◆ PASSAGE:
▼▼▼

Given his qualification and the strategic portfolio he supervises, Monguno has a legitimate case against Kyari notwithstanding he apparently just realised lately how badly the security apparatuses have been used by a man clearly not qualified officially and technically to command the service chiefs.

Monguno, a retired Army major-general, was the Chief of the Nigeria’s Defence Intelligence Agency. He was on merit appointed to advise and manage our security bureaucracy. But a lawyer who is supposed to concentrate on his job as a chief aid to the president has been overlapping.

The weight of guilt is obviously on the shoulders of the CoS because while Monguno’s leaked memo details Kyari’s meddlesomeness, it is not the very first time we are reading or learning of the CoS overreaching himself and trying to behave as if he is the boss of even the ministers. It took the courage of the NSA to call him out and hopefully, this will bring these excesses to an end.

According to John Locke, the famous English philosopher and physician, widely regarded as one of the most influential of Enlightenment thinkers, whoever is given absolute power is liable to abuse it. That is the situation playing out in Nigeria’s Aso Rock, today.

The best way to resolve the altercation would be for Mr. President to direct his chief of staff to immediately halt his undue encroachment into the office of the NSA. The NSA should supervise the service chiefs and not the chief of staff. This simple, logical clarity should guide the reporting template in the presidency.

▲▲▲

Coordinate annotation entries
▼▼▼

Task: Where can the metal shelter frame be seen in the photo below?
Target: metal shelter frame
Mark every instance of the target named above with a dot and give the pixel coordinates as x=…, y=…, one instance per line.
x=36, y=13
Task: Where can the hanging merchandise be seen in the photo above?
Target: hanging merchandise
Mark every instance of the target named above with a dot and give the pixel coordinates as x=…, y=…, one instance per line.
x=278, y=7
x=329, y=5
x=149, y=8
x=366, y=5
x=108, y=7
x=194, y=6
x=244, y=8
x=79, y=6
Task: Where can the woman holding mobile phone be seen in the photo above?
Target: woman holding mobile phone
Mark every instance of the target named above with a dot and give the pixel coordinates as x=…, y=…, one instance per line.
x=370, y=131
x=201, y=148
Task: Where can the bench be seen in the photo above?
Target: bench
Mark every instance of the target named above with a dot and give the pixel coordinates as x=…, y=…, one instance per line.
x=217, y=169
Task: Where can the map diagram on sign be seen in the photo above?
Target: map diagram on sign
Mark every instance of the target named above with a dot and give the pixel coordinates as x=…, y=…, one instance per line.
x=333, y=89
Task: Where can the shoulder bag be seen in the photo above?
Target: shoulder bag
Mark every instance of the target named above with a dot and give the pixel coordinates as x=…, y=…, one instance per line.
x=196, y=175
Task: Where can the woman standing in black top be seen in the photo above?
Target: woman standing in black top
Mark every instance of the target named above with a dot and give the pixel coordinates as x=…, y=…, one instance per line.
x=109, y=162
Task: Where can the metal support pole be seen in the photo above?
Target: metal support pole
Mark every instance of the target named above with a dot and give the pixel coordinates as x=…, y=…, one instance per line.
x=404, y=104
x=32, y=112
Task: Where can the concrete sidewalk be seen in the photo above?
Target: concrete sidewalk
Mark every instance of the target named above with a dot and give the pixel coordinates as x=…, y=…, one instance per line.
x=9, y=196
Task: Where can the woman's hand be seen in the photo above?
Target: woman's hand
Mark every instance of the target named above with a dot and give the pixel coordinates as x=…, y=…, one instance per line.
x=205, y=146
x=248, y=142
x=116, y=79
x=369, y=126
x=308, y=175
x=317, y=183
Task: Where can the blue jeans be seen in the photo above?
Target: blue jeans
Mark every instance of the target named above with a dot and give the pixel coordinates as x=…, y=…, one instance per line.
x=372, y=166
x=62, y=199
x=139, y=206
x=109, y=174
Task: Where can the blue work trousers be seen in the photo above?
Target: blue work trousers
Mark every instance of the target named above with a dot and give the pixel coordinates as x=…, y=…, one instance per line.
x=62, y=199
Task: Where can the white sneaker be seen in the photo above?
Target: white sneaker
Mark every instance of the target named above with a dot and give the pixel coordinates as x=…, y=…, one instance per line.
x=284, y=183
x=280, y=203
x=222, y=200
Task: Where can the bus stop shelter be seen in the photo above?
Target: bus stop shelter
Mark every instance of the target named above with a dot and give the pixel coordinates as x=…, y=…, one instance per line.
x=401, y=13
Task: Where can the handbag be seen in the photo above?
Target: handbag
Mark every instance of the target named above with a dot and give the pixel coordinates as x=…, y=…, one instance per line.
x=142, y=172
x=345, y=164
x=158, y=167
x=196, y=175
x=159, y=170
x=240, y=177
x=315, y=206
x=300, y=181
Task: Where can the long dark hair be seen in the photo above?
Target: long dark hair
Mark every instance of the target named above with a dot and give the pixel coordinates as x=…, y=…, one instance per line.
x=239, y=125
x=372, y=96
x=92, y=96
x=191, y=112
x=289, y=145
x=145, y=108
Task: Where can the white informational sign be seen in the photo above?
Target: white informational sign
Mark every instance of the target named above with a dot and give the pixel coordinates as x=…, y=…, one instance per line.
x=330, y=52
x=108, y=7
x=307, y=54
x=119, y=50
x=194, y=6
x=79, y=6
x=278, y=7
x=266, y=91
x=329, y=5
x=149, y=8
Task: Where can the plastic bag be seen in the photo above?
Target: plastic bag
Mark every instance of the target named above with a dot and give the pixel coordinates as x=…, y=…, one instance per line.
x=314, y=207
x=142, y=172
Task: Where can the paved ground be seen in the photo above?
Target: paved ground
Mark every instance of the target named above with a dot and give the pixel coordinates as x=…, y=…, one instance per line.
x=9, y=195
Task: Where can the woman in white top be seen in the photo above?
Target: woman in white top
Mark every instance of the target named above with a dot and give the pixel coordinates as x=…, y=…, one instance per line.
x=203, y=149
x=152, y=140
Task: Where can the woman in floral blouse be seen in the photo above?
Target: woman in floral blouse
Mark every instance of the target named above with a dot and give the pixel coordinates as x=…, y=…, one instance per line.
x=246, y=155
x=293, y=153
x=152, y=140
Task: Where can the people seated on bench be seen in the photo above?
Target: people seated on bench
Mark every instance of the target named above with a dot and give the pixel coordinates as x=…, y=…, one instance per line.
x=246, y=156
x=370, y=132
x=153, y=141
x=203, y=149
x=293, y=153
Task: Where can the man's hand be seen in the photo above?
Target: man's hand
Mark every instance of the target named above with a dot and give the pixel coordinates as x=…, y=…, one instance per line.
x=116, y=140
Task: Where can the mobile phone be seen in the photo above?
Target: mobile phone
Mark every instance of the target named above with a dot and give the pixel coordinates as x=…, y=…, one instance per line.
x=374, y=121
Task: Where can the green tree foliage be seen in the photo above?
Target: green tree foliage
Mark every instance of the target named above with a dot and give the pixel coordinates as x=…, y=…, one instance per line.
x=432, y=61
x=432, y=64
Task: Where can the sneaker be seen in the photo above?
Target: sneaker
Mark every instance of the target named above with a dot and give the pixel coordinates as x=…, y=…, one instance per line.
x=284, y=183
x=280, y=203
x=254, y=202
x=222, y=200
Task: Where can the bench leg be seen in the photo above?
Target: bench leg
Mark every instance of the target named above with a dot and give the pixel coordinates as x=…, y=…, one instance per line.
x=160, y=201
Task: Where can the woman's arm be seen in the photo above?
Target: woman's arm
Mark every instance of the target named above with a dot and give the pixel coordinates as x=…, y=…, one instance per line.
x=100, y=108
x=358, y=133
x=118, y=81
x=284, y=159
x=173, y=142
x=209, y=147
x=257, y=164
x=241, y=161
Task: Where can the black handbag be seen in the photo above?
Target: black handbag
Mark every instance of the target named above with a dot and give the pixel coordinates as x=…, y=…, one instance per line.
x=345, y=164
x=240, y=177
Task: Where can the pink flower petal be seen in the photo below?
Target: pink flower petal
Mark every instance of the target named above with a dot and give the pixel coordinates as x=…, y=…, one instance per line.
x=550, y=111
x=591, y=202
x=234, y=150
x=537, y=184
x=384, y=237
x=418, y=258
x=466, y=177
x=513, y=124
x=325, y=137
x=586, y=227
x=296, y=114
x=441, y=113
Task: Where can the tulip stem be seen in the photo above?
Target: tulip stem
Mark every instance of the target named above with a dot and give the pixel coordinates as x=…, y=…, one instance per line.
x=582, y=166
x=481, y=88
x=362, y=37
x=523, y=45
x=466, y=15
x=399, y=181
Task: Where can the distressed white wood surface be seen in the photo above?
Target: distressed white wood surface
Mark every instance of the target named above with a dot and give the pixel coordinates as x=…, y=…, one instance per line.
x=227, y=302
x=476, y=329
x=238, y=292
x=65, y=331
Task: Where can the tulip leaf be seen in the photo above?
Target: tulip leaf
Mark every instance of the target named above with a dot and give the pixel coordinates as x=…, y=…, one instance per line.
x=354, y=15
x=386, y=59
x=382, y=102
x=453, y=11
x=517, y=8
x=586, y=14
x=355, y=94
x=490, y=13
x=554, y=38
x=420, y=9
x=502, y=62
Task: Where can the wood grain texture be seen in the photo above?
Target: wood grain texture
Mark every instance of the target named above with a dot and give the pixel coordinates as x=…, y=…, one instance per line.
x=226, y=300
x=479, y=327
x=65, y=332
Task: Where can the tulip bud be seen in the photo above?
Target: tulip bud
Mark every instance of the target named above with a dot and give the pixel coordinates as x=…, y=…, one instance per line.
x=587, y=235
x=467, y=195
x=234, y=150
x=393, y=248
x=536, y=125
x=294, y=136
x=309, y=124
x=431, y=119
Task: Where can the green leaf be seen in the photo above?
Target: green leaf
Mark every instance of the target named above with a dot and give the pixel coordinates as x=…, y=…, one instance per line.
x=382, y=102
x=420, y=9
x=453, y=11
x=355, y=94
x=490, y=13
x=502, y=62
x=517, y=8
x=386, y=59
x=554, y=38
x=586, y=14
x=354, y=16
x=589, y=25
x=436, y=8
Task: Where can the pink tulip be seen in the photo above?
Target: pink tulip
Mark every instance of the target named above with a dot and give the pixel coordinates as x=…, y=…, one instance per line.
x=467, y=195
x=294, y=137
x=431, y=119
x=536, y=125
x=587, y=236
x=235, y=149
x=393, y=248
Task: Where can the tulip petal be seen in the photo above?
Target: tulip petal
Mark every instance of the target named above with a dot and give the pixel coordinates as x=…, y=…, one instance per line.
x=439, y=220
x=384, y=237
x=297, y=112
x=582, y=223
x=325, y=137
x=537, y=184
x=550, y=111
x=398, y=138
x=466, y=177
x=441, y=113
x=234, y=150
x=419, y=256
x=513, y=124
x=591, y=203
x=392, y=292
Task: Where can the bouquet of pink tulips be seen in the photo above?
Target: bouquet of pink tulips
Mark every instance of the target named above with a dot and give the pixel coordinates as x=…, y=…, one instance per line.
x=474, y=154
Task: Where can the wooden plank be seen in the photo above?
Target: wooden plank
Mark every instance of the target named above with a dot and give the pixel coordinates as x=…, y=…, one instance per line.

▲▲▲

◆ PARTS OF THE EXERCISE:
1. In the commentary on the security dispute, who should supervise the service chiefs?
2. From the commentary on the security dispute, reproduce the part that opens with the words containing "Given his qualification" and closes with "has been overlapping.".

◆ THE RESPONSES:
1. The NSA should supervise the service chiefs, not the chief of staff.

2.
Given his qualification and the strategic portfolio he supervises, Monguno has a legitimate case against Kyari notwithstanding he apparently just realised lately how badly the security apparatuses have been used by a man clearly not qualified officially and technically to command the service chiefs.

Monguno, a retired Army major-general, was the Chief of the Nigeria’s Defence Intelligence Agency. He was on merit appointed to advise and manage our security bureaucracy. But a lawyer who is supposed to concentrate on his job as a chief aid to the president has been overlapping.